(Problem) Please copy the stretch of the listing from the line containing "target | dark jeans" through the end of the listing, keeping every line, and shift each point coordinate by adding -20 to both of its numbers.
::: Data shown
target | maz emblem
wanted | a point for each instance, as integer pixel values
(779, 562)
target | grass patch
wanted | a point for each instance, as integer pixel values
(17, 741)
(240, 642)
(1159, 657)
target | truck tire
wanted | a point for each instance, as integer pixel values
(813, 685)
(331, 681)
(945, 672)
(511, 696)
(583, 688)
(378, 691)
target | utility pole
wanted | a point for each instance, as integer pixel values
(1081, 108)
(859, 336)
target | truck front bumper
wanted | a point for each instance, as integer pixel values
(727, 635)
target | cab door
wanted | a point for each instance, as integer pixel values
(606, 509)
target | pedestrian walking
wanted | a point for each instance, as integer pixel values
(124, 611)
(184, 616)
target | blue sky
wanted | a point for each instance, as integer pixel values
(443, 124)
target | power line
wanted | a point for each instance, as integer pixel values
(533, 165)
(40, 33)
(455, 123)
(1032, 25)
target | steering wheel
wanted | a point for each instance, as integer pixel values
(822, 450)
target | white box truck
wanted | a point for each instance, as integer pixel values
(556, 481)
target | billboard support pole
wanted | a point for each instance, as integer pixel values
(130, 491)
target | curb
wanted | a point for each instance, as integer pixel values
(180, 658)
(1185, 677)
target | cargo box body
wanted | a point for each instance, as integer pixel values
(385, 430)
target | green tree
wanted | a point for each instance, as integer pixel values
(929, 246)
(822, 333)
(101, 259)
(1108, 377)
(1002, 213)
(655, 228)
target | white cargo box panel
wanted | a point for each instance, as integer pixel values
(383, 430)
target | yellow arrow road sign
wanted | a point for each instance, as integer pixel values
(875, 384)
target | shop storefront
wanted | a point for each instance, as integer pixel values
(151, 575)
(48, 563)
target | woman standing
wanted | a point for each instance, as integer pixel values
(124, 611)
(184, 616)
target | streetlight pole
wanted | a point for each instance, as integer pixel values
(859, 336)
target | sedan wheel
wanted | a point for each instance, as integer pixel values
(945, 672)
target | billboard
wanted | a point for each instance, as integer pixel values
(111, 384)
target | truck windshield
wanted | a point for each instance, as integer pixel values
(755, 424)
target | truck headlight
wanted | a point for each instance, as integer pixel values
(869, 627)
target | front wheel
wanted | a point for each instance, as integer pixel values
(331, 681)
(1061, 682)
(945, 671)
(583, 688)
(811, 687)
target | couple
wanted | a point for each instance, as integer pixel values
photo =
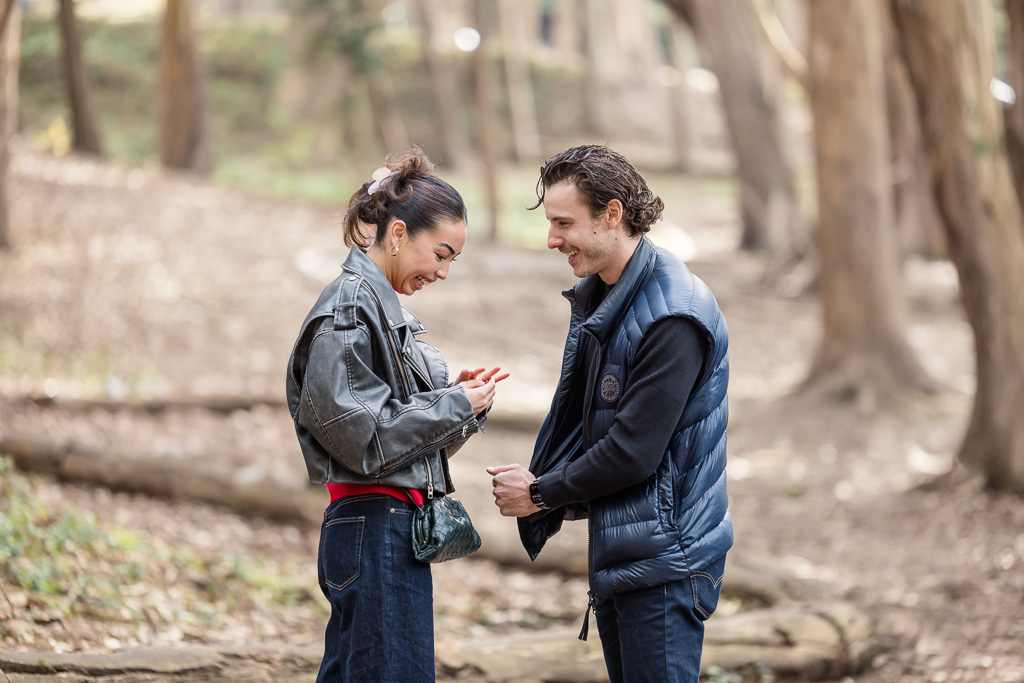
(635, 438)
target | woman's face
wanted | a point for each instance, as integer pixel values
(425, 258)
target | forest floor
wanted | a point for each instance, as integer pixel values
(137, 283)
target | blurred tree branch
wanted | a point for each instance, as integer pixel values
(790, 55)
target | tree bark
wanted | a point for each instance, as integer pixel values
(448, 102)
(525, 134)
(680, 40)
(9, 39)
(1015, 113)
(949, 53)
(625, 98)
(918, 221)
(184, 132)
(486, 126)
(863, 351)
(730, 40)
(85, 133)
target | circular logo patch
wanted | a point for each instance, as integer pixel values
(609, 387)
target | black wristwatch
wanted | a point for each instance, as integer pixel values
(535, 495)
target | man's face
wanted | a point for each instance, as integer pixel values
(588, 243)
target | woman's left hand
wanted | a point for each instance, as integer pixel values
(482, 374)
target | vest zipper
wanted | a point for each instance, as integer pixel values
(587, 403)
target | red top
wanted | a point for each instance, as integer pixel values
(342, 489)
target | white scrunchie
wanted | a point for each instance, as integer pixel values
(378, 176)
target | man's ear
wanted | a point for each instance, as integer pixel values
(613, 213)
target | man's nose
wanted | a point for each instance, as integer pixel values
(554, 242)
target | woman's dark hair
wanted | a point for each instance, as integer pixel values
(601, 175)
(411, 194)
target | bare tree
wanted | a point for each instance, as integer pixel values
(918, 221)
(184, 128)
(525, 134)
(680, 39)
(1015, 112)
(9, 39)
(445, 94)
(486, 124)
(863, 351)
(85, 132)
(949, 51)
(731, 43)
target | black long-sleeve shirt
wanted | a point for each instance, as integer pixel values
(665, 369)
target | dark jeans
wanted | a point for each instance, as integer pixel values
(656, 634)
(381, 627)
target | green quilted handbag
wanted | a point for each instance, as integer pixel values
(442, 530)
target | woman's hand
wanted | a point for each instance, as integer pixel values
(480, 394)
(480, 374)
(479, 386)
::::::
(Full response)
target | dark jeans
wanted | a point for each instance, as integer pixel values
(636, 614)
(361, 607)
target | green quilted handbag
wanted | a point for each instance, as integer pixel values
(422, 510)
target | woman's hand
wanted | a point for each instance, as integer pixel values
(460, 374)
(460, 354)
(459, 366)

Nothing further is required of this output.